(Stored items from a collection)
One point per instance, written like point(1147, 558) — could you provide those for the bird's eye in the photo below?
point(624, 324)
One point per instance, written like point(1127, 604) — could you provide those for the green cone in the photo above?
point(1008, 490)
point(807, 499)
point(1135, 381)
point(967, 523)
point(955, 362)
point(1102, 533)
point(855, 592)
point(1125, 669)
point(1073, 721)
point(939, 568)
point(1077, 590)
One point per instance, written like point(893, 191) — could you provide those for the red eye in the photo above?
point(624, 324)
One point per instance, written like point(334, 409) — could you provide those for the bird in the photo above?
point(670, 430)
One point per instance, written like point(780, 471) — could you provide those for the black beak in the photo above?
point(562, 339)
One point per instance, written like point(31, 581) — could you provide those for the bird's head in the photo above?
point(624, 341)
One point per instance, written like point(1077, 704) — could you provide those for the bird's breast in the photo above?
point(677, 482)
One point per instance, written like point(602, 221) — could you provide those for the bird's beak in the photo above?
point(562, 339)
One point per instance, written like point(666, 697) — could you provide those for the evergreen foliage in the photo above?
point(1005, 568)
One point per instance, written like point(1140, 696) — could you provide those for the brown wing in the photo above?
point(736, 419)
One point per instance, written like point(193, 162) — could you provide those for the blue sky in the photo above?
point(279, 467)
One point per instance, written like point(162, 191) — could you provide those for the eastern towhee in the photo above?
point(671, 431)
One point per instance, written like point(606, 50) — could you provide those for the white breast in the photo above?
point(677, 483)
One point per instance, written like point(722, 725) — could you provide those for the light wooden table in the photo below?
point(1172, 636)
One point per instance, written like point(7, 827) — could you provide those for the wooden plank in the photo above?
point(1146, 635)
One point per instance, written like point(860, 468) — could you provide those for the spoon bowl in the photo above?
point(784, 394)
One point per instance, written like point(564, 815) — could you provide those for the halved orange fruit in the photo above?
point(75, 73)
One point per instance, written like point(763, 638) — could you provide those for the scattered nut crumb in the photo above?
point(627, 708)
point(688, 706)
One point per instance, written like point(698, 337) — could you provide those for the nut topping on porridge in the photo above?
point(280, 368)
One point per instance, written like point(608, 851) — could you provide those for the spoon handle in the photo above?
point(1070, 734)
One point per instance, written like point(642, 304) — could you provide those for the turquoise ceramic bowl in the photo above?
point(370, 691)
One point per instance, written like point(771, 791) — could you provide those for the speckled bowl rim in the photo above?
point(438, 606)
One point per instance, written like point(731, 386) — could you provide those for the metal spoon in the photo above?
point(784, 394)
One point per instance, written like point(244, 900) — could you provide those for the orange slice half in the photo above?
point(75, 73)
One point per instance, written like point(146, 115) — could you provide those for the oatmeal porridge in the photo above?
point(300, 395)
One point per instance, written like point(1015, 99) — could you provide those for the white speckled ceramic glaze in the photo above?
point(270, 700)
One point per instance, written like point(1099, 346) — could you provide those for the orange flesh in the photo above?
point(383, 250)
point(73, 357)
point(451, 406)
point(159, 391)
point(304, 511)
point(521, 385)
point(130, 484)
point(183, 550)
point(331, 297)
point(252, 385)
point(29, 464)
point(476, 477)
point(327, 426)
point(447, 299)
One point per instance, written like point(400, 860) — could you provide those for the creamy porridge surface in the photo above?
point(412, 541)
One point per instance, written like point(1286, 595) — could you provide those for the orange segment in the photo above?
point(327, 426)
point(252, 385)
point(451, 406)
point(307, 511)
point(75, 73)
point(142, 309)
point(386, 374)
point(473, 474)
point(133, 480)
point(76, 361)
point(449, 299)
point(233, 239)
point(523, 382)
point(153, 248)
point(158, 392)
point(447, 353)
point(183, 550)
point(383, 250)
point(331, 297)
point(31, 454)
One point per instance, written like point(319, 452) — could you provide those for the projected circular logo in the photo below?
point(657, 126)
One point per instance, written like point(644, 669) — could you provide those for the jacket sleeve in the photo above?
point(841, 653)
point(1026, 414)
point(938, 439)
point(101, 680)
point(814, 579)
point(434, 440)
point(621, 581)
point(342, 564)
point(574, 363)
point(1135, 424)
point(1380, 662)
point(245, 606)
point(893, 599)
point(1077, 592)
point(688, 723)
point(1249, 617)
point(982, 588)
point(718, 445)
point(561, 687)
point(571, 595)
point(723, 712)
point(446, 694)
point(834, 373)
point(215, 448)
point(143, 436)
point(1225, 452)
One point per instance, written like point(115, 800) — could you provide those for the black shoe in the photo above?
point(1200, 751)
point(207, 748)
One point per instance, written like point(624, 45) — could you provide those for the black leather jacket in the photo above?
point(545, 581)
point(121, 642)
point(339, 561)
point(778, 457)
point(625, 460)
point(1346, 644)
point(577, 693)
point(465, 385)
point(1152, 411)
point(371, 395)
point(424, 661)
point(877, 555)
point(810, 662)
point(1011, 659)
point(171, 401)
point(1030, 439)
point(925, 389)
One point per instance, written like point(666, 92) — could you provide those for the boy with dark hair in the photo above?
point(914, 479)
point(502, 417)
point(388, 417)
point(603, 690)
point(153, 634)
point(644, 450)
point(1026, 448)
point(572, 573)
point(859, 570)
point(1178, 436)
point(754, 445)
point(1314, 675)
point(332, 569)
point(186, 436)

▸ What you are asked to do
Please change "One point per instance" to "A single point for each instance" everywhere it occurs in the material above, and reproduce the material with nothing else altered.

▸ Response to the task
A single point for each instance, written like point(1147, 558) — could you provide those for the bird's eye in the photo below?
point(624, 324)
A single point for each instance, written like point(1127, 604) — could you provide those for the green cone in the photo above?
point(1008, 490)
point(807, 499)
point(1135, 381)
point(967, 523)
point(955, 362)
point(1102, 533)
point(855, 592)
point(1125, 669)
point(1073, 721)
point(939, 568)
point(1077, 590)
A single point for each instance, written like point(893, 191) — could you provide those for the red eye in the photo above?
point(624, 324)
A single point for each instance, written like point(334, 409) — could you provide those for the bird in the photo above?
point(670, 430)
A single point for each instance, written like point(780, 471) — could you provide those for the black beak in the photo above?
point(562, 339)
A single point for each instance, written like point(31, 581) — could you provide those for the bird's head in the photo above?
point(624, 341)
A single point for each instance, written like point(1077, 704) — could you provide those for the bird's breast in the photo above?
point(677, 482)
A single point for each instance, written like point(602, 221) — could you provide those for the bird's beak in the photo above?
point(562, 339)
A single point for each instance, written like point(666, 697) — could you provide those for the evergreen foliage in the photo above?
point(1005, 568)
A single point for each instance, written like point(1140, 696) — could you provide those for the brown wing in the photo above?
point(736, 419)
A single point for each instance, written like point(193, 162) — could you provide those for the blue sky in the photo above?
point(279, 467)
A single point for each instance, written like point(162, 191) — could you provide those for the eastern towhee in the photo above?
point(671, 431)
A single point for each instance, written like point(606, 50) — could you provide those for the white breast in the photo above?
point(677, 483)
A single point for each instance, written like point(722, 725) — could you provide those for the light wooden table in the photo below?
point(1172, 636)
A single point for each instance, written like point(7, 827) — could you provide those for the wooden plank in the photo above?
point(1146, 635)
A single point for each instance, written like point(860, 468) — could you provide those for the spoon bowl in the photo above?
point(784, 394)
A single point for each instance, written like point(564, 815) — could you provide those for the halved orange fruit in the photo above?
point(75, 73)
A single point for each instance, written like point(763, 638) — could you provide those for the scattered nut crumb in the photo above?
point(627, 708)
point(688, 706)
A single point for each instance, written like point(698, 337) — could you provide those for the nut topping on porridge in the photo above?
point(280, 368)
A single point for each instance, written like point(608, 851) — could you provide those for the spoon handle in the photo above?
point(1070, 734)
A single point for each instance, written like point(642, 304) — could you provide those for the turquoise ceramic bowl in the photo above?
point(370, 691)
A single point for each instance, written like point(771, 791) — could you provide those for the speckled bowl rim in the photo above?
point(438, 606)
A single point for each instance, written like point(731, 386) — could you provide those for the metal spoon in the photo above?
point(784, 394)
A single point for each instance, written like point(244, 900) — could you provide those for the orange slice half in the photo above?
point(75, 73)
A single point for each instance, written like point(146, 115) — could you provide those for the oatmeal porridge in the photo above?
point(300, 395)
A single point for each instance, written like point(1015, 99) — could you provide those for the white speckled ceramic glaze in the photo above?
point(270, 700)
A single point for each instance, written like point(1099, 346) — could you provide those for the orange flesh in the photo above?
point(383, 250)
point(73, 357)
point(451, 406)
point(159, 391)
point(304, 511)
point(521, 385)
point(130, 484)
point(183, 550)
point(331, 297)
point(252, 385)
point(29, 464)
point(476, 477)
point(327, 426)
point(447, 299)
A single point for each instance, written like point(400, 860) — could you provide those for the creamy porridge surface in the photo above?
point(412, 541)
A single point for each instance, written like point(1286, 595) — could you provide those for the orange segment in the photo above?
point(327, 426)
point(252, 385)
point(451, 406)
point(307, 511)
point(75, 73)
point(142, 309)
point(386, 374)
point(473, 474)
point(133, 480)
point(76, 361)
point(449, 299)
point(233, 239)
point(523, 382)
point(153, 248)
point(158, 392)
point(447, 353)
point(183, 550)
point(383, 250)
point(331, 297)
point(31, 454)
A single point for each instance, written like point(319, 452) — could you provide those for the projected circular logo in the photo below?
point(657, 126)
A single point for each instance, written like point(644, 669) — could you provide those for the jacket sleeve in the photo above?
point(841, 653)
point(1026, 414)
point(938, 439)
point(101, 680)
point(814, 579)
point(434, 440)
point(621, 581)
point(342, 564)
point(574, 363)
point(1135, 424)
point(1380, 662)
point(245, 606)
point(893, 599)
point(1077, 592)
point(688, 723)
point(1249, 617)
point(982, 588)
point(718, 445)
point(561, 687)
point(571, 595)
point(723, 712)
point(446, 694)
point(834, 373)
point(215, 448)
point(143, 436)
point(1225, 452)
A single point for each instance, written like point(115, 800) — could you provide those for the black shoe in the photo above?
point(1200, 751)
point(207, 748)
A single point for each instance, written like point(624, 45) — could you provide those for the black leather jacket in the photo above?
point(545, 581)
point(121, 642)
point(339, 561)
point(778, 457)
point(625, 460)
point(1346, 644)
point(577, 693)
point(465, 385)
point(1152, 411)
point(371, 395)
point(424, 661)
point(877, 555)
point(810, 662)
point(1011, 659)
point(171, 401)
point(1030, 439)
point(925, 389)
A single point for each instance, written like point(666, 92) — could you provide those for the boy with dark hair in the photo above?
point(914, 479)
point(502, 417)
point(388, 417)
point(603, 690)
point(153, 634)
point(644, 450)
point(1026, 448)
point(572, 573)
point(859, 570)
point(1178, 436)
point(754, 445)
point(1314, 675)
point(332, 569)
point(186, 436)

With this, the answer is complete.